## START EXTRACTED RECORDS

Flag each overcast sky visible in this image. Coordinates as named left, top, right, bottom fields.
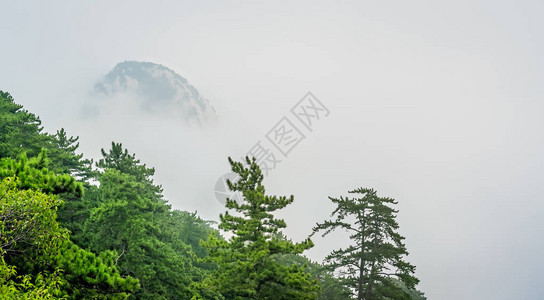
left=0, top=1, right=544, bottom=300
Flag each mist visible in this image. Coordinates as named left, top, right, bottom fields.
left=0, top=1, right=544, bottom=299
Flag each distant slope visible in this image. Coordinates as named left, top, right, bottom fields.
left=94, top=61, right=216, bottom=125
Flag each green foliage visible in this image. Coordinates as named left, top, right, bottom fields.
left=49, top=128, right=94, bottom=182
left=85, top=143, right=200, bottom=299
left=274, top=254, right=351, bottom=300
left=0, top=149, right=83, bottom=196
left=0, top=91, right=50, bottom=158
left=193, top=158, right=319, bottom=299
left=0, top=177, right=138, bottom=299
left=313, top=188, right=419, bottom=300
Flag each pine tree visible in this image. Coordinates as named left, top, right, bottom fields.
left=193, top=158, right=319, bottom=299
left=313, top=188, right=419, bottom=300
left=84, top=143, right=198, bottom=299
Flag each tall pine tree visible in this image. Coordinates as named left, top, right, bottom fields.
left=313, top=188, right=419, bottom=300
left=193, top=158, right=319, bottom=299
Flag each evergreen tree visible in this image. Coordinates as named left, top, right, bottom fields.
left=0, top=90, right=51, bottom=158
left=193, top=158, right=319, bottom=299
left=48, top=128, right=93, bottom=182
left=0, top=165, right=138, bottom=299
left=84, top=143, right=199, bottom=299
left=313, top=188, right=419, bottom=300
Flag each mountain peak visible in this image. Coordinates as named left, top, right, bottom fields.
left=94, top=61, right=216, bottom=125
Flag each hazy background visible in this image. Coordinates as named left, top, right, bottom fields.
left=0, top=0, right=544, bottom=300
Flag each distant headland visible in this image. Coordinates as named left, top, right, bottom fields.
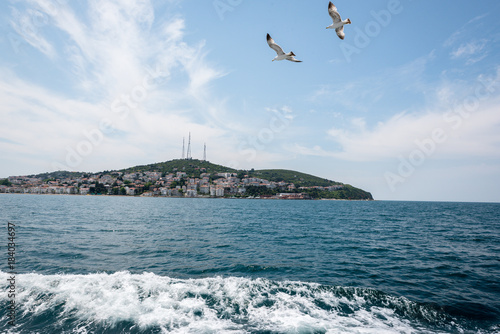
left=0, top=159, right=373, bottom=200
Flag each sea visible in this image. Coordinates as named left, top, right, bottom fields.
left=0, top=194, right=500, bottom=334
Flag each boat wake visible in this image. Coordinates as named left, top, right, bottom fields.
left=0, top=272, right=494, bottom=333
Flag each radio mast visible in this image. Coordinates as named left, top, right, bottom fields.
left=182, top=137, right=185, bottom=159
left=186, top=132, right=191, bottom=160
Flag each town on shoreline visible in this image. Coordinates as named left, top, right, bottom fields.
left=0, top=159, right=373, bottom=200
left=0, top=170, right=344, bottom=199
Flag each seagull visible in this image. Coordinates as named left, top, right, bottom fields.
left=267, top=34, right=302, bottom=63
left=326, top=1, right=351, bottom=39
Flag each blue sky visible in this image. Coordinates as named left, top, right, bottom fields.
left=0, top=0, right=500, bottom=202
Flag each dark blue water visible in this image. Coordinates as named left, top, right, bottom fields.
left=0, top=194, right=500, bottom=333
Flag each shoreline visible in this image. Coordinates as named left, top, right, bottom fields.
left=0, top=193, right=375, bottom=202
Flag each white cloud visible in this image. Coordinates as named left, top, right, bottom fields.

## END EXTRACTED RECORDS

EXERCISE BRIEF – How many lines of the items above contain the word "pine"? Reply with the number alone.

ANSWER BELOW – 2